TASK BRIEF :: Repeat word for word the lines of the entries below, from the line with "the avocado skin" to the line with "x=594, y=146", both included. Leave any pictures out.

PROVIDED DATA ::
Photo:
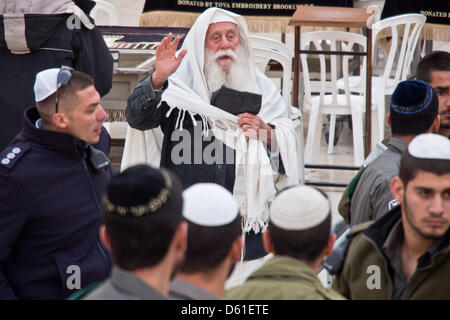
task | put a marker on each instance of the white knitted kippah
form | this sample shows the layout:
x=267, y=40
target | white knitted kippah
x=45, y=84
x=299, y=208
x=209, y=205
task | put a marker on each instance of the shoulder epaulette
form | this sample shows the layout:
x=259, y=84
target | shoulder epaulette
x=359, y=228
x=12, y=154
x=334, y=262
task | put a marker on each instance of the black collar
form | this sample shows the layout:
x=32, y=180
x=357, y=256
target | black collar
x=49, y=138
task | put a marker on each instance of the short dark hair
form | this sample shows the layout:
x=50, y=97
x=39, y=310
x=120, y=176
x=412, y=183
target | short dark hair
x=208, y=246
x=304, y=245
x=434, y=61
x=415, y=123
x=138, y=242
x=410, y=167
x=78, y=81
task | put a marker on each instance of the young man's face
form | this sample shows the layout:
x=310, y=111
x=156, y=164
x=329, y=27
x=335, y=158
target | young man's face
x=222, y=36
x=426, y=204
x=440, y=82
x=86, y=121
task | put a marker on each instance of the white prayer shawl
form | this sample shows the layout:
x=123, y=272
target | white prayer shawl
x=255, y=179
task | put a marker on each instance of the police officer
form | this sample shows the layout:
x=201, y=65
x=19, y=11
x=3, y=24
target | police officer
x=52, y=176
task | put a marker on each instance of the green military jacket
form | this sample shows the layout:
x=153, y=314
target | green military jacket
x=282, y=278
x=367, y=273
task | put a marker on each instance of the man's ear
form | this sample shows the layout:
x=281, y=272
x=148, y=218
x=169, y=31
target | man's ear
x=329, y=247
x=60, y=120
x=397, y=188
x=180, y=237
x=436, y=124
x=236, y=249
x=105, y=237
x=267, y=241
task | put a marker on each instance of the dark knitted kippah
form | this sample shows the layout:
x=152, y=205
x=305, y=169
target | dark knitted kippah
x=411, y=96
x=141, y=190
x=135, y=186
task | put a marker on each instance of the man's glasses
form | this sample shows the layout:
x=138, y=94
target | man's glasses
x=62, y=79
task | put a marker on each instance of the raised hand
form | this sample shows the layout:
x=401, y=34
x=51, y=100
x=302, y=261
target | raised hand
x=166, y=61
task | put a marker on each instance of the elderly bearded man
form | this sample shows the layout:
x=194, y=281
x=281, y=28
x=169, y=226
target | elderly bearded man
x=213, y=147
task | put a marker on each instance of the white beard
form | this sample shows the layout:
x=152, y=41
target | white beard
x=236, y=77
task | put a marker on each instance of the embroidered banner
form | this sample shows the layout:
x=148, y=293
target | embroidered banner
x=436, y=11
x=250, y=8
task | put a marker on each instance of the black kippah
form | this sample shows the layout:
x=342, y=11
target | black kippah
x=411, y=96
x=140, y=190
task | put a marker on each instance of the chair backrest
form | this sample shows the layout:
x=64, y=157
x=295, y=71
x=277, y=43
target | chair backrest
x=403, y=28
x=264, y=50
x=109, y=9
x=334, y=41
x=262, y=42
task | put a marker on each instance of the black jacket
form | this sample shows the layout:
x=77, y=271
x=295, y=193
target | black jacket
x=51, y=44
x=50, y=213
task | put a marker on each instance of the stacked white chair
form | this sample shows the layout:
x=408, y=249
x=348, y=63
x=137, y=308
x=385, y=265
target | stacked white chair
x=330, y=100
x=405, y=32
x=264, y=50
x=109, y=9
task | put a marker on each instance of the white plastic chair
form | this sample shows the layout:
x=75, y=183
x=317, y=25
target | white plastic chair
x=264, y=50
x=330, y=101
x=109, y=9
x=405, y=30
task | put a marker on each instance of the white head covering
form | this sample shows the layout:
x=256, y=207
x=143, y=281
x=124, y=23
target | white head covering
x=254, y=185
x=209, y=205
x=299, y=208
x=430, y=146
x=45, y=84
x=220, y=16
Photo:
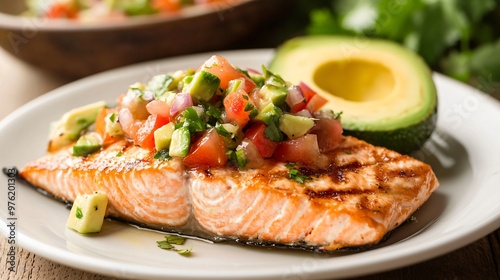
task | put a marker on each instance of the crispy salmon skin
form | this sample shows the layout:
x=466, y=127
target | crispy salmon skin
x=355, y=199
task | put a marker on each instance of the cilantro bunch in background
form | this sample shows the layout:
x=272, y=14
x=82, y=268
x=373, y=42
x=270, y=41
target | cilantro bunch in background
x=459, y=38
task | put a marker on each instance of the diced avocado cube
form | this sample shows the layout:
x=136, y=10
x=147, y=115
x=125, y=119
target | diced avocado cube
x=268, y=112
x=163, y=136
x=69, y=127
x=274, y=94
x=179, y=145
x=295, y=126
x=87, y=213
x=203, y=85
x=87, y=144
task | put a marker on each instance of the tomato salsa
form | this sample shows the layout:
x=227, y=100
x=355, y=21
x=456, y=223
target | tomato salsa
x=218, y=114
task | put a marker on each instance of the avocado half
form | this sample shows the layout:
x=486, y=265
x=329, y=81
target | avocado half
x=385, y=92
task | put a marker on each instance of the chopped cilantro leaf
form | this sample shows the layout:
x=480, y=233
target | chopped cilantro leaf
x=238, y=157
x=193, y=121
x=222, y=131
x=214, y=112
x=170, y=242
x=174, y=239
x=162, y=155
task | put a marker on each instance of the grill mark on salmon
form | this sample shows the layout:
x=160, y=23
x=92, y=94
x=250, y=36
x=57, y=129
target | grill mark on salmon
x=362, y=193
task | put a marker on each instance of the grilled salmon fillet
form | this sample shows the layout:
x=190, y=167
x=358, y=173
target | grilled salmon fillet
x=361, y=194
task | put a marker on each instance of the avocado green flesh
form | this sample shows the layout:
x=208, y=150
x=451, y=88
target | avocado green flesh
x=385, y=93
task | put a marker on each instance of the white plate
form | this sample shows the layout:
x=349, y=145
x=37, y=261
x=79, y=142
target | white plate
x=464, y=153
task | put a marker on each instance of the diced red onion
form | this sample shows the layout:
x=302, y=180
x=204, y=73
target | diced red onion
x=181, y=102
x=294, y=96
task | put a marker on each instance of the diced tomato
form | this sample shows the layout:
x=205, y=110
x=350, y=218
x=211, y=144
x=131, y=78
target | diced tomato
x=252, y=154
x=236, y=103
x=316, y=102
x=59, y=10
x=226, y=72
x=145, y=133
x=100, y=123
x=168, y=6
x=329, y=133
x=208, y=150
x=303, y=149
x=256, y=134
x=159, y=107
x=307, y=91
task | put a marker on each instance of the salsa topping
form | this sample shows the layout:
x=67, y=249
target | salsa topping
x=218, y=114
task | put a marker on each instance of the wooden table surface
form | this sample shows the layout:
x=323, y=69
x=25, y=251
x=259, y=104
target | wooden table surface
x=20, y=83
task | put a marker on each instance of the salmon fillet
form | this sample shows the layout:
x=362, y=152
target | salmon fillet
x=361, y=194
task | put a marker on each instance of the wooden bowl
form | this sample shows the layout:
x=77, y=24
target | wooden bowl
x=76, y=50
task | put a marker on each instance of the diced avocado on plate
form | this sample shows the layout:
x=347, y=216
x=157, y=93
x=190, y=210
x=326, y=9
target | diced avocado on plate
x=69, y=127
x=385, y=92
x=87, y=213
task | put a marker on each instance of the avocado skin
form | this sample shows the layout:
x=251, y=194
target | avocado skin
x=404, y=140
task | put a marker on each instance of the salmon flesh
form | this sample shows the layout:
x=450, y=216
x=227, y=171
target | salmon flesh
x=361, y=194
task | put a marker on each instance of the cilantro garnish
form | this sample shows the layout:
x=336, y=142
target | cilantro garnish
x=295, y=174
x=192, y=120
x=170, y=242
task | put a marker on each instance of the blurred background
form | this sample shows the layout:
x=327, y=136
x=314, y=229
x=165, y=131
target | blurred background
x=458, y=38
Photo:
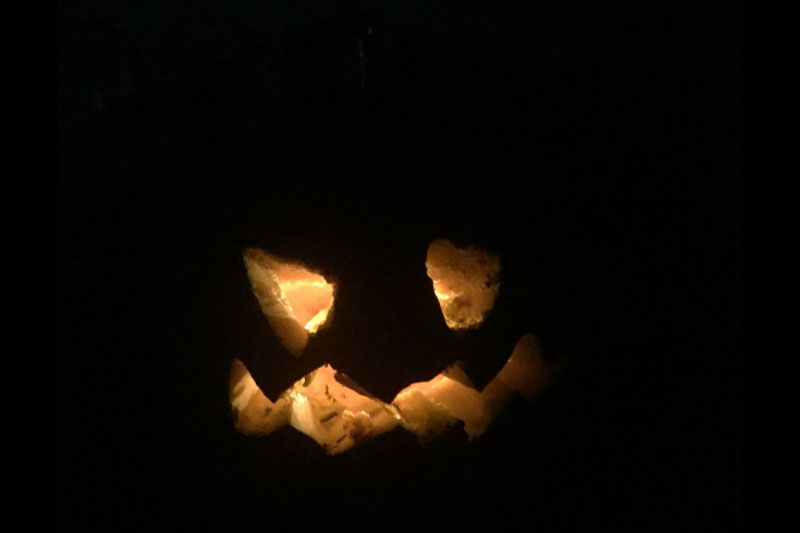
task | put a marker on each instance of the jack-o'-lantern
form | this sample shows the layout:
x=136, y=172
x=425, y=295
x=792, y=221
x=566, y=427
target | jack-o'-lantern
x=434, y=377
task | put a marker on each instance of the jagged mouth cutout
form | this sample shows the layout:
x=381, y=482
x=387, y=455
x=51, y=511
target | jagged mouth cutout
x=336, y=412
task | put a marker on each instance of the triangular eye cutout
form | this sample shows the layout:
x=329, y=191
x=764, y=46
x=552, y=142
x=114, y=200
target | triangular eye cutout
x=465, y=281
x=295, y=300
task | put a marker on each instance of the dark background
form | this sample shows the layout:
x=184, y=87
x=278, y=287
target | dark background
x=594, y=146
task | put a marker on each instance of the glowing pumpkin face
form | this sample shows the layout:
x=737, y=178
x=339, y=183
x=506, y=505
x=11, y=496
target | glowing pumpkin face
x=301, y=304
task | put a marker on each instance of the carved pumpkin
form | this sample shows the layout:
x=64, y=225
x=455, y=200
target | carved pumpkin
x=326, y=400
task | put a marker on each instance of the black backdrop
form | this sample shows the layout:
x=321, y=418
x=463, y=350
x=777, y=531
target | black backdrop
x=595, y=146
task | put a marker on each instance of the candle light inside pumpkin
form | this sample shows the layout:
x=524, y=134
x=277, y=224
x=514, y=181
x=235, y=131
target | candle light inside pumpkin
x=464, y=281
x=295, y=300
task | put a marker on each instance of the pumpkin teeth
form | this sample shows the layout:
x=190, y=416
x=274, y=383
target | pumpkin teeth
x=338, y=414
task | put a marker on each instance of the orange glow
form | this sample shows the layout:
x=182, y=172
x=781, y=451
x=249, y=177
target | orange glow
x=464, y=282
x=338, y=417
x=295, y=300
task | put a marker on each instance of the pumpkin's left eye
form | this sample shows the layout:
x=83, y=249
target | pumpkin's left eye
x=295, y=300
x=465, y=281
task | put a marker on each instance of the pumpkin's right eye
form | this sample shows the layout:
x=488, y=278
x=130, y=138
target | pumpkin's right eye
x=295, y=300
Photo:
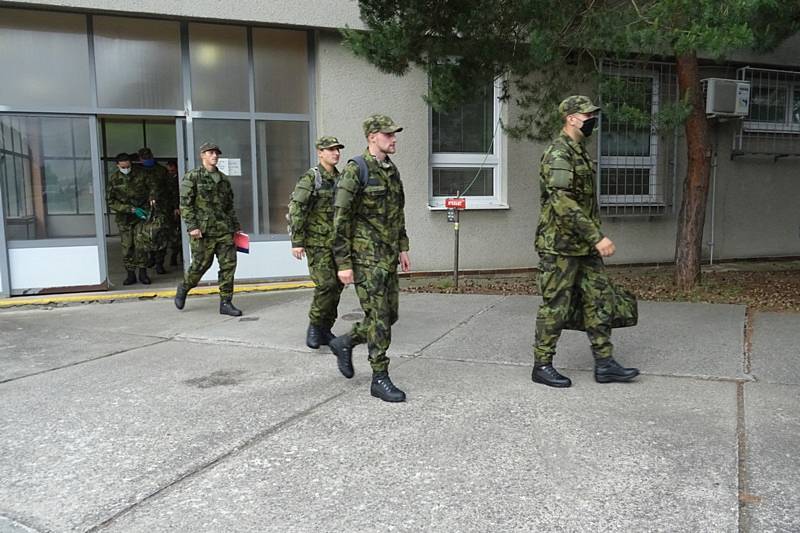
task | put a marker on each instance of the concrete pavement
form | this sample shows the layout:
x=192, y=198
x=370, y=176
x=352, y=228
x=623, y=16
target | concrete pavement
x=133, y=416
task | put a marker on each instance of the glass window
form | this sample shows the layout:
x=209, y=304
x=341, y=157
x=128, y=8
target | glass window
x=233, y=138
x=138, y=63
x=219, y=66
x=44, y=58
x=283, y=155
x=466, y=129
x=281, y=70
x=48, y=176
x=465, y=154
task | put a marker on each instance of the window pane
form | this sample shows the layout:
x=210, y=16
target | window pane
x=281, y=70
x=233, y=138
x=44, y=58
x=160, y=138
x=768, y=104
x=138, y=63
x=219, y=64
x=467, y=129
x=452, y=181
x=625, y=181
x=48, y=177
x=283, y=155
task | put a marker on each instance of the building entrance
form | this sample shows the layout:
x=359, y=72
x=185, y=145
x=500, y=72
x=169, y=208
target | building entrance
x=164, y=255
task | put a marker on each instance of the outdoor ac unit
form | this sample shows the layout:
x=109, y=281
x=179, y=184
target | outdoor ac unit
x=727, y=98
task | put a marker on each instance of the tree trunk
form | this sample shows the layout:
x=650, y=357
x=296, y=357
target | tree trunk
x=689, y=242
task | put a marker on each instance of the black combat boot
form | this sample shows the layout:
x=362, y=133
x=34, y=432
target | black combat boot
x=326, y=336
x=180, y=296
x=131, y=279
x=226, y=307
x=383, y=388
x=607, y=370
x=143, y=277
x=342, y=348
x=545, y=374
x=313, y=336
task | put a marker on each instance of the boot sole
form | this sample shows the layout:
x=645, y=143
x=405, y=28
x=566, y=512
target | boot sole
x=551, y=384
x=378, y=396
x=615, y=379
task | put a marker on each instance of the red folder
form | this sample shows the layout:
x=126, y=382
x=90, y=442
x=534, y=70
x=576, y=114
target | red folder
x=242, y=242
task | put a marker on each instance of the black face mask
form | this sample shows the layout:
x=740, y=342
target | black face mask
x=588, y=126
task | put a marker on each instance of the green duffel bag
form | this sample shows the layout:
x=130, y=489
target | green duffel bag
x=624, y=310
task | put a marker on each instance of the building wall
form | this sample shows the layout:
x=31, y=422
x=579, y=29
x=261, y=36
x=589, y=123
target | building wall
x=307, y=13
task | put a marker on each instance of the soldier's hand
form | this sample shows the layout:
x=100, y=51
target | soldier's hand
x=346, y=276
x=405, y=262
x=606, y=247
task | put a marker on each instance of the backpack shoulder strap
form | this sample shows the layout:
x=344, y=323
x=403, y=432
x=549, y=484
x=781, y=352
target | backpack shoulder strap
x=317, y=179
x=363, y=171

SOLUTION ::
task | put a marker on each instance of the avocado skin
form | this sample shows the layout:
x=251, y=194
target | avocado skin
x=404, y=140
task | put a marker on each instance of the salmon flesh
form | this sample shows the layout:
x=450, y=216
x=227, y=171
target | salmon flesh
x=361, y=194
task | put a marker on each instance of the cilantro garnish
form | this sample shows the layout:
x=336, y=142
target | cilantro garnish
x=295, y=174
x=192, y=120
x=170, y=242
task | put a marker on each instance of the blurred background
form | this sample shows the layout:
x=327, y=136
x=314, y=229
x=165, y=131
target | blurred background
x=458, y=38
Photo:
task | put a marker on each instance of the jack-o'-lantern
form | this sample shows the layout:
x=136, y=172
x=425, y=295
x=792, y=221
x=566, y=427
target | jack-o'-lantern
x=434, y=377
task | put a marker on each instance of the jagged mouth cutout
form | this sample shows the layout:
x=381, y=482
x=387, y=455
x=51, y=511
target | jagged mouth cutout
x=336, y=412
task | put a marker on each instance of the triangular eye cutout
form | this sample shows the layout:
x=329, y=191
x=764, y=46
x=552, y=142
x=114, y=200
target | triangular eye cutout
x=465, y=281
x=295, y=300
task | put a marker on each instance of the dark background
form | this sample shows the layout:
x=184, y=87
x=278, y=287
target | dark background
x=594, y=146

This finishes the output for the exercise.